┌─ ZITIERTER TEXT

Heute verbindet sie ihre beiden Leidenschaften und arbeitet einen Tag pro Woche als Psychologin in einer Praxis und bietet ein spezielles Resilienztraining für Musiker*innen an.

Was der Begriff genau meint, was man sich von ihrem Training erhoffen darf und warum aktuell das Thema mentale Gesundheit in der Musikbranche so präsent ist, darüber haben wir im Podcast gesprochen. 

Barbara Barth
Barbara Barth
(Foto-Copyright: pgwiazda Photographie)

Dieses Interview ist besonders, denn es steht auch noch ganz im Zeichen einer neuen Rubrik, die es seit Oktober hier auf dem Blog gibt. Nämlich dem Format „In der Sprechstunde“. 

Darin beantworten Expert*innen Eure Fragen zu einem halbjährlich, wechselnden Thema. Den Anfang machte der große Themenkomplex „Mentale Gesundheit“. An dieser Stelle nochmal ein herzliches  Dankeschön an die Psychologin Nathalie Mong, die als Expertin die ersten Fragen beantwortete.

Wenn ihr euch nun noch fragt, was mentale Gesundheit mit Eurem Übe-Alltag zu tun hat, dann seid auf das Gespräch gespannt.

Mehr Informationen zu Barbara Barth findet Ihr unter: www.barbarabarth.de

Lieber hören statt lesen?

Die Folge mit Barbara Barth lässt sich auf allen bekannten Streaming Plattformen kostenlos anhören:

Das Interview

Vervollständige folgenden Satz: Üben heißt für Dich….

Ein Ziel haben und verfolgen. Also vorher zu wissen was möchte ich eigentlich lernen und wie komme ich dahin. Üben bedeutet für mich daher auch immer Struktur haben. Das habe ich im Studium ganz viel gebraucht und ist auch das, was ich heute den Studierenden vermittle. 

Deshalb bedeutet Üben für mich erst einmal klar haben was, wie, wann und auch wie lange. Es braucht für mich immer auch einen guten Rahmen.

Welche Musik (Album / Künstler) läuft bei dir gerade in Dauerschleife ?

└─
┌─ VERFÜGBARE DATENSÄTZE

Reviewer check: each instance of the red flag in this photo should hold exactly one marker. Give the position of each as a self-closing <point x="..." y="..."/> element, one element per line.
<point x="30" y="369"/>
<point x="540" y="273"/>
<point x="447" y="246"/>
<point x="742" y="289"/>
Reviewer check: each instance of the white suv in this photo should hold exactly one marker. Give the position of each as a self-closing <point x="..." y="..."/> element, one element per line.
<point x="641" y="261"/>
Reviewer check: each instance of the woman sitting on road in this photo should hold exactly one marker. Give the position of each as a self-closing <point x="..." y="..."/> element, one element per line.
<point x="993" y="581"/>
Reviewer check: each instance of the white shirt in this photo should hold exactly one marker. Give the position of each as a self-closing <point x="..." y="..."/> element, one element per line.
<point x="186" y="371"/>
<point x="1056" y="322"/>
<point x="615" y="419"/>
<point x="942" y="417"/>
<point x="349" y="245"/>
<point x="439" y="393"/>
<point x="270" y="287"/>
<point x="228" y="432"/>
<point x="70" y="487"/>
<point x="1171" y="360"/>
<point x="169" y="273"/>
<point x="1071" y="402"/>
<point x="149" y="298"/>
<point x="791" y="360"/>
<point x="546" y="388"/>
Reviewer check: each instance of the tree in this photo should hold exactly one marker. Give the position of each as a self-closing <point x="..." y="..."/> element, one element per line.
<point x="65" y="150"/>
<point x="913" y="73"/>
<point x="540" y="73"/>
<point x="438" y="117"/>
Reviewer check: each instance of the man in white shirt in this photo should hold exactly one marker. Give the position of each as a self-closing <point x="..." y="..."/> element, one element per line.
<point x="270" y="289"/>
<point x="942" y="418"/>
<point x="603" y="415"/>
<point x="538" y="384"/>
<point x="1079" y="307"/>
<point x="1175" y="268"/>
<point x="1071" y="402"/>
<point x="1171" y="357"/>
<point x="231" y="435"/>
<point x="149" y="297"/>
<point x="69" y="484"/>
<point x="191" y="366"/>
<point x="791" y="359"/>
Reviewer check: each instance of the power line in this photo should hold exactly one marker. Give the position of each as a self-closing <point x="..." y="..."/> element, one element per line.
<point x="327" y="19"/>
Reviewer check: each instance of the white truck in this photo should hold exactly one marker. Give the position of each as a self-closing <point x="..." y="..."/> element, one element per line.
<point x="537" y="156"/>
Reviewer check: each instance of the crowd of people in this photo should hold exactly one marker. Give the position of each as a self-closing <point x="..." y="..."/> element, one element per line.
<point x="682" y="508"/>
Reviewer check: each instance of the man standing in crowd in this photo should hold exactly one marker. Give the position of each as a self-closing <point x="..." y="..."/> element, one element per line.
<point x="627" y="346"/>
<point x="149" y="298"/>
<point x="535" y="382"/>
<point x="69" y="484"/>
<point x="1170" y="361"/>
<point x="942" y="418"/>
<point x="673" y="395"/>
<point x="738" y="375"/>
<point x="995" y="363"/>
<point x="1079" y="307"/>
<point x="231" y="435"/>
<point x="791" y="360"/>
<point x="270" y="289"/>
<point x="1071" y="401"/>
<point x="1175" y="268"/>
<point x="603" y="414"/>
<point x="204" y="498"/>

└─

AUFGABEN -
a - Kopiere aus den Datensätzen alles von der Zeile, die „Reviewer check: each instance of the man standing“ enthält, bis hinunter zum Ende der Datensätze, beide Enden eingeschlossen.
b - Führe das Interview mit Barbara Barth über das Üben und mentale Gesundheit im Anschluss an seine letzte Zeile fort.

GEGEBENE ANTWORTEN -
a -
Reviewer check: each instance of the man standing in crowd in this photo should hold exactly one marker. Give the position of each as a self-closing <point x="..." y="..."/> element, one element per line.
<point x="627" y="346"/>
<point x="149" y="298"/>
<point x="535" y="382"/>
<point x="69" y="484"/>
<point x="1170" y="361"/>
<point x="942" y="418"/>
<point x="673" y="395"/>
<point x="738" y="375"/>
<point x="995" y="363"/>
<point x="1079" y="307"/>
<point x="231" y="435"/>
<point x="791" y="360"/>
<point x="270" y="289"/>
<point x="1071" y="401"/>
<point x="1175" y="268"/>
<point x="603" y="414"/>
<point x="204" y="498"/>

b -
Ich höre nach wie vor, quasi eine Art Dauerbrenner seit ich angefangen habe Jazz zu singen, die Sängerin Tierney Sutton. Ich mochte sie von Anfang an und habe sie mit der Zeit immer mehr schätzen gelernt, da ich mich immer mehr reinhören konnte was sie und ihre Band da eigentlich macht.

Würdest du sagen, dass sie dann auch die Musikerin ist, die dich für dein Spiel am meisten geprägt hat?

Nein, am meisten nicht. Aber sicherlich stark – vor allem was das Komponieren und Arrangieren betrifft. Ich merke das auch, wenn ich Studierenden jetzt Beispiele geben möchte, dann lande ich oft bei Arrangements ihrer Band. 

Man kann dann schön zeigen: das war der Standard, das hat die Band daraus gemacht und warum klingt der auf einmal so anders.

Wen ich auf jeden Fall ganz speziell nennen kann sind Maria Pia De Vito, Theo Bleckmann, Sidsel Endresen oder ganz traditionell Fay Claassen und Al Jarreau.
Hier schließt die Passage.